Records from a data collection
● ● ● ●

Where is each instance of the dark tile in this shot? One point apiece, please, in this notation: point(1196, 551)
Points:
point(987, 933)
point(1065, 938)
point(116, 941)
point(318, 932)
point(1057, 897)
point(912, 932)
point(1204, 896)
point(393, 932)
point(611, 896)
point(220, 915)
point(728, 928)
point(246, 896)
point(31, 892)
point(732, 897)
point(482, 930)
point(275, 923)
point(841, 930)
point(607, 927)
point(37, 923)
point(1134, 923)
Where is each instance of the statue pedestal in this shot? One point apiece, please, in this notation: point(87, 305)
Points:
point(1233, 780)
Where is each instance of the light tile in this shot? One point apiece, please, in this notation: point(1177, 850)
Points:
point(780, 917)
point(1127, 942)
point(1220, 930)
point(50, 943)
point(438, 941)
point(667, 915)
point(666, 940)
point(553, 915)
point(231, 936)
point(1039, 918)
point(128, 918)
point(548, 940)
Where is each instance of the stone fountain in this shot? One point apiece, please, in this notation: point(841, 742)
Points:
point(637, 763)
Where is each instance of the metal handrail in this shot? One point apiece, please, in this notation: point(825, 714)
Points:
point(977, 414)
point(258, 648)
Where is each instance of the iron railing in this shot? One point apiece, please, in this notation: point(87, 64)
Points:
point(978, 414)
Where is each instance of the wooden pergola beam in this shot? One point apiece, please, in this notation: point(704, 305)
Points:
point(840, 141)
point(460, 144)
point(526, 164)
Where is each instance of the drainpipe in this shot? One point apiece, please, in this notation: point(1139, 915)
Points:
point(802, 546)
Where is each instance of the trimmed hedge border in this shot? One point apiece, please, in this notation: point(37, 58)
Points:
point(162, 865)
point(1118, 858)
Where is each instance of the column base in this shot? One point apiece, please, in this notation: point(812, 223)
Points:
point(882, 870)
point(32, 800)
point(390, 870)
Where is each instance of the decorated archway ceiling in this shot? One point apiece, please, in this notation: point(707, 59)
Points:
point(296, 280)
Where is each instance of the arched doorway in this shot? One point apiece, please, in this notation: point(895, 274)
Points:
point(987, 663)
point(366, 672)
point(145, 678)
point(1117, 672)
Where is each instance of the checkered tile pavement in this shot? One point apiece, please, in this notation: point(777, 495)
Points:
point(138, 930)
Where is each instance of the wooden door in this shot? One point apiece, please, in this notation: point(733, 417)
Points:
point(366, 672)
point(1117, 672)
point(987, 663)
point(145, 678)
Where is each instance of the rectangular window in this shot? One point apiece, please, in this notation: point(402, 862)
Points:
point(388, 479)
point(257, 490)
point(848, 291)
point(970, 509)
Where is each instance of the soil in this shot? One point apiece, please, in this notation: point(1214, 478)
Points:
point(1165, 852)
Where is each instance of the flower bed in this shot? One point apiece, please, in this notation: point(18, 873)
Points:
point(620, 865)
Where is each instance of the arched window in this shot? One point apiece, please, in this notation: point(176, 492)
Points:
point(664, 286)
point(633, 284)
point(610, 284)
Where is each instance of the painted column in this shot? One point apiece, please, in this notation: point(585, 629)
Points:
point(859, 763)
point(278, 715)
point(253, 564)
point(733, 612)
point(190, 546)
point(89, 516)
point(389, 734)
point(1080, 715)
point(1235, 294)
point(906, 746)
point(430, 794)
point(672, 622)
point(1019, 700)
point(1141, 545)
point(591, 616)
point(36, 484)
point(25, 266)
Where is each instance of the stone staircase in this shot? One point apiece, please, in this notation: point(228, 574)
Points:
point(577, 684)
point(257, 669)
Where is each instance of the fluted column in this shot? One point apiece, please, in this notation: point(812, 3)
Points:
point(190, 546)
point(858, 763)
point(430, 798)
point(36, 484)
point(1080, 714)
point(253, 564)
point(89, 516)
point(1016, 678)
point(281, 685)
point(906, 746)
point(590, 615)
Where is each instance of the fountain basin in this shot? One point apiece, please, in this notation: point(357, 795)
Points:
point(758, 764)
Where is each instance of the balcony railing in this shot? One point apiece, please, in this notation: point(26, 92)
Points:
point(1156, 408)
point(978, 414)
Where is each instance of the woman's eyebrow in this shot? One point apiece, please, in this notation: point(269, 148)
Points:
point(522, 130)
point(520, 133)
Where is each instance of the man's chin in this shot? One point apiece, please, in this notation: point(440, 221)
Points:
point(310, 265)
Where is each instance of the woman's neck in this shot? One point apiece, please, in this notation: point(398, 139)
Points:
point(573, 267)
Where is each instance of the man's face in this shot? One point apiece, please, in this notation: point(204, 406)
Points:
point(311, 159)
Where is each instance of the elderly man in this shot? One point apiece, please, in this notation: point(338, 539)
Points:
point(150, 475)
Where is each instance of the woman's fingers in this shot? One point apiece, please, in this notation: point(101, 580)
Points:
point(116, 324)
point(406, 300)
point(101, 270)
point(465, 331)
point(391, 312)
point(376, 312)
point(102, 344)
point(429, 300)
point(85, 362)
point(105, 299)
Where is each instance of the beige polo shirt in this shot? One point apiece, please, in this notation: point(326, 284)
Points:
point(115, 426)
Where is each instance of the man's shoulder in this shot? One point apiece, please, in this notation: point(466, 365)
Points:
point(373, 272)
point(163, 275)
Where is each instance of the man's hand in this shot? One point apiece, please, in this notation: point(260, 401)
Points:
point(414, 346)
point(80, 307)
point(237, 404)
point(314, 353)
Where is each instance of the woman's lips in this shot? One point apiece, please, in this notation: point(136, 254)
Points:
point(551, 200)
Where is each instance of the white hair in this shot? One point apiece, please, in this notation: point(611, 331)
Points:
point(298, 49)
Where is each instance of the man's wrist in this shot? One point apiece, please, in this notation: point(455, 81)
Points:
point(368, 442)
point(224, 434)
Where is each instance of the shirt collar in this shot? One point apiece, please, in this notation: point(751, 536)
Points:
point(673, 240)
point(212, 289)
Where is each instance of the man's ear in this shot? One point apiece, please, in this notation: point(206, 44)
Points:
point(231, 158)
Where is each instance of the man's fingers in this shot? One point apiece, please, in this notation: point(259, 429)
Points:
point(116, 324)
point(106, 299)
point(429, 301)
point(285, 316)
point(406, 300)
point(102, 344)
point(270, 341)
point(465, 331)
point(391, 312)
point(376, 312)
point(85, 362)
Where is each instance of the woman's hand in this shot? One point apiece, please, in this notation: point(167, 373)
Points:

● ● ● ●

Go over the data and return every line that includes the word "stone".

Where is each instance of the stone fountain in this shot? One point apiece, please, in this notation: point(841, 742)
Where is each instance of the stone staircase in this shot? One point apiece, please, in this notation: point(228, 574)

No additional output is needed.